Excerpt provided
-.-.-
In response to the rise in community transmission and case counts and to prioritize in-person instruction Maine’s public universities will be working with their pandemic response teams and others to detail and carry out a number of initiatives through the Thanksgiving break. Examples will include:
Emphasizing Remote Work: Existing UMS return to work guidance encourages employees to be on campus only when necessary or substantially advantageous for academic purposes or other job duties. In-person instruction remains a priority. Supervisors and academic administrators will be asked to revisit and emphasize remote working options for employees within their units or departments whenever possible;
Limiting Community Access to Campus Facilities: Access to campus facilities used by the public (e.g. recreation facilities and libraries) will be adjusted at the discretion of university and program leaders to reduce activity on campus;
Two-Week Pause on Appointments and Nonessential Activities: Scheduling of new appointments for admission tours will prioritize dates and times coming after the Thanksgiving break with possible differences by campus. Previously scheduled tours may proceed with strict adherence to group size and face covering requirements or occur virtually.
University leaders are also being asked to consider delaying any nonessential work or activity that requires a campus presence until after the Thanksgiving holiday. UMaine is Maine’s research university and this work is vital to the mission of public higher education in Maine. Guidance on continuing this work safely in the 20-21 academic year has been posted all semester at this link.
Reduce Time on Campus for Commuter Students: Non-residence students are being asked to limit their trips and time on campus to only essential academic or health-related activities;
Staying Safe on Campus: Residence Hall Students are being urged to stay on campus for the final two weeks of the semester, to avoid travel beyond campus boundaries and to reduce their personal bubble of interactions as feasible.
Virtual Focus on Student Life Activities and Events: To the extent possible student organizations and activities will be transitioned to virtual events.
-.-.-
Data extracts
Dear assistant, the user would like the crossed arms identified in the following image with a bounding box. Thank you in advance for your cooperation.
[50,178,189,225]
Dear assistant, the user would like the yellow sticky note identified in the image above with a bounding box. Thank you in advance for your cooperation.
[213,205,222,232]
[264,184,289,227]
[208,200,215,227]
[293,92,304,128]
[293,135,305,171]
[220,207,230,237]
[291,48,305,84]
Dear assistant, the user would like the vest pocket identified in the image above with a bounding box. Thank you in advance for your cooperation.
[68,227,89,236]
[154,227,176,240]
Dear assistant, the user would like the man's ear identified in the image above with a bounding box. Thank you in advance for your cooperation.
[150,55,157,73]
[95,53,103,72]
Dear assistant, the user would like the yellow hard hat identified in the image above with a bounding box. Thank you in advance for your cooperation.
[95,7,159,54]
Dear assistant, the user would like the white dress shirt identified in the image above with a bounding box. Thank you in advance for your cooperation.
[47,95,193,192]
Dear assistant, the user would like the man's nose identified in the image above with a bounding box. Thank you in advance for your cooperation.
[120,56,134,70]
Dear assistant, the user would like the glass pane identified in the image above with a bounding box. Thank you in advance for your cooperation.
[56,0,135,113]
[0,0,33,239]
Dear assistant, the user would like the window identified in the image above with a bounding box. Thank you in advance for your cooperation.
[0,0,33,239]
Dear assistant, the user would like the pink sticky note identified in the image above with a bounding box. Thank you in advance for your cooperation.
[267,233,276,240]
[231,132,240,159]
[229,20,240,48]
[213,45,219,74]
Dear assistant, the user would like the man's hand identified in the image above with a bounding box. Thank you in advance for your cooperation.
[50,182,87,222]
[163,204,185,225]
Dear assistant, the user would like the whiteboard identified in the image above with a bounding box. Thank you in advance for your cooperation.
-.-.-
Activities
a - Reproduce the passage on the Maine public universities' pandemic measures verbatim, starting at "Reduce Time on" and ending at "to virtual events.".
b - Extend the text on Maine's public universities' measures through the Thanksgiving break, picking up after its final sentence.

Solved tasks
a -
Reduce Time on Campus for Commuter Students: Non-residence students are being asked to limit their trips and time on campus to only essential academic or health-related activities;
Staying Safe on Campus: Residence Hall Students are being urged to stay on campus for the final two weeks of the semester, to avoid travel beyond campus boundaries and to reduce their personal bubble of interactions as feasible.
Virtual Focus on Student Life Activities and Events: To the extent possible student organizations and activities will be transitioned to virtual events.

b -
Safe Departure Asymptomatic Testing for 8,000 UMS Students and Employees
The seventh and final round of Phase 3 asymptomatic testing for the fall semester will be amplified to include required safe departure testing for all out-of-state and all residential students living in University housing facilities. The departure testing will largely be conducted prior to November 19 to maximize safety amidst rising cases and ensure the maximum number of participants can travel for the holiday with a negative test result in hand.
The seventh round of testing will also include testing for populations of special concern at the determination of the individual UMS universities. Examples of this cohort may include student athletes, nursing students, and students with K-12 teaching field assignments.
The round will also include random, required testing for a sample of students, faculty, and staff known to be participating in on-campus activities this semester.
“The screening strategy developed based on the recommendations of the Scientific Advisory Board has work as intended,” said University of Maine President Joan Ferrini-Mundy, chair of the UMS Scientific Advisory Board. “Arrival screening and several rounds of surveillance testing helped us successfully identify and isolate infection so we could stay together safely this fall.”
“We will be testing 8,000 community members in our final round of testing to respond to the growing threat of community transmission and to be sure our students can safely return home to their families for Thanksgiving,” continued Ferrini-Mundy.